··· Provided passage
I’m sure it’s easy to imagine that drastic cuts to federal bureaucracies will be oh, so easy when you have no idea what they do and no personal experience working within a large organization, public or private, to provide a service or put product on store shelves.

Why I Still Think I Was Right to Support Obama Over Clinton

Dana Milbank writes about why (he thinks) the Democratic Party would be in better shape today if Hillary Clinton were president:

Clinton campaign advisers I spoke with say she almost certainly would have pulled the plug on comprehensive health-care reform rather than allow it to monopolize the agenda for 15 months. She would have settled for a few popular items such as children’s coverage and a ban on exclusions for pre-existing conditions. That would have left millions uninsured, but it also would have left Democrats in a stronger political position and given them more strength to focus on job creation and other matters, such as immigration and energy.

In his Friday column, Paul Krugman demolished the argument that President Obama should have “focused” on jobs instead of health care. It’s not as if Obama was ignoring the issue of economic stimulus while he “focused” on health care. His administration did get an economic stimulus package through Congress. The problem was that Obama took what seemed to be the politically cautious course and allowed the stimulus to be watered down to please Blue Dogs and Republicans. And, as a result, it didn’t do enough stimulatin’.

“Mr. Obama’s problem wasn’t lack of focus; it was lack of audacity,” Krugman writes.

It was a mistake to let the health care reform wars drag on as long as they did, and the blame for that can be spread around. But I fail to see how a complete sellout (as opposed to a significant watering down) of a major campaign pledge would have made progressive voters feel less disappointed.
······
• **Problems and tasks**
A. From the post about backing Obama over Clinton, quote the part that opens with the words containing "In his Friday" and closes with "do enough stimulatin’.".
B. According to the post about backing Obama over Clinton, why didn't the economic stimulus package do enough? Answer in one to three sentences.
C. Write what comes next in the post about backing Obama over Clinton, picking up after its last sentence.
The records that come next are separate material and have no connection to the post above.
··· Recorded information
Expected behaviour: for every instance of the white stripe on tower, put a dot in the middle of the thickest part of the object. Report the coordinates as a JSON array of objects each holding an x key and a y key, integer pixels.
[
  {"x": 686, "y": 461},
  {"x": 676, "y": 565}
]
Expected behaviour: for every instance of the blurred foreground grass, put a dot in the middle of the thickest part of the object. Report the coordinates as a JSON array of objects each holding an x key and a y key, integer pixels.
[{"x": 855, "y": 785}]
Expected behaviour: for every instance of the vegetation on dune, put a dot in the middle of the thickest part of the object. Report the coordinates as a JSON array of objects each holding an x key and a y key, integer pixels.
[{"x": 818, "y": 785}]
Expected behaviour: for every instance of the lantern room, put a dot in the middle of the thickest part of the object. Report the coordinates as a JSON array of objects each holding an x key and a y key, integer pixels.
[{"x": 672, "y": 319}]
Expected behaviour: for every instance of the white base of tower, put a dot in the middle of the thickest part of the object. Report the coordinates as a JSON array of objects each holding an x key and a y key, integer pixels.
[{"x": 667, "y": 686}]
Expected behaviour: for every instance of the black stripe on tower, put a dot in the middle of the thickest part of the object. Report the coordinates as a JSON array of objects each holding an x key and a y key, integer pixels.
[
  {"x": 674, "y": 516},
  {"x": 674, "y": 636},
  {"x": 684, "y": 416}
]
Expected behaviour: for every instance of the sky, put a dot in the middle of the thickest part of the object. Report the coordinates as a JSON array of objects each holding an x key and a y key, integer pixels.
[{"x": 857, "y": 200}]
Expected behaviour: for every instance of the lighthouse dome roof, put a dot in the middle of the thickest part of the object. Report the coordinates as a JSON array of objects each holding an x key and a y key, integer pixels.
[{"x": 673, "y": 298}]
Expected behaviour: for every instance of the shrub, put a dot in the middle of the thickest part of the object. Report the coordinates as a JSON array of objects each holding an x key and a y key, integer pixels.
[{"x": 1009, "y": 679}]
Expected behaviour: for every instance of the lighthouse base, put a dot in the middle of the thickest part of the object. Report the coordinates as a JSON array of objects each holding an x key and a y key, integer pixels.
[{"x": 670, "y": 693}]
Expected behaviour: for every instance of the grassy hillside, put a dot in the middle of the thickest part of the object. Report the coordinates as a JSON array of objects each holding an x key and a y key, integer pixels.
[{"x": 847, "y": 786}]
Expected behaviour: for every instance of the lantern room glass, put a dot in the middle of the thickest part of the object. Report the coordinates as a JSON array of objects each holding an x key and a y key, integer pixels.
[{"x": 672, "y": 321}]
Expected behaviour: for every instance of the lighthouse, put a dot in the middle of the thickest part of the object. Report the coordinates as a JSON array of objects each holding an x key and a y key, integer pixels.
······
• **Answer list**
A.
In his Friday column, Paul Krugman demolished the argument that President Obama should have “focused” on jobs instead of health care. It’s not as if Obama was ignoring the issue of economic stimulus while he “focused” on health care. His administration did get an economic stimulus package through Congress. The problem was that Obama took what seemed to be the politically cautious course and allowed the stimulus to be watered down to please Blue Dogs and Republicans. And, as a result, it didn’t do enough stimulatin’.

B. Obama took what seemed to be the politically cautious course. He let the stimulus be watered down to please Blue Dogs and Republicans, so it didn't do enough to stimulate the economy.

C.
Do we know for certain that a President Clinton would have put forth a more audacious stimulus plan after having kicked health care reform completely under the bus? I’m not seeing any arguments that persuade me she would have. Her (and Bill’s) entire governing modus operandi has always been to bow to special interests and settle for tweaks for the people.

To be fair, Bill Clinton presided over the sweetest economy in at least 20 years, partly because he stood up to Republicans on taxes. Credit where credit is due. But other than that, more often than not, he settled for tweaks.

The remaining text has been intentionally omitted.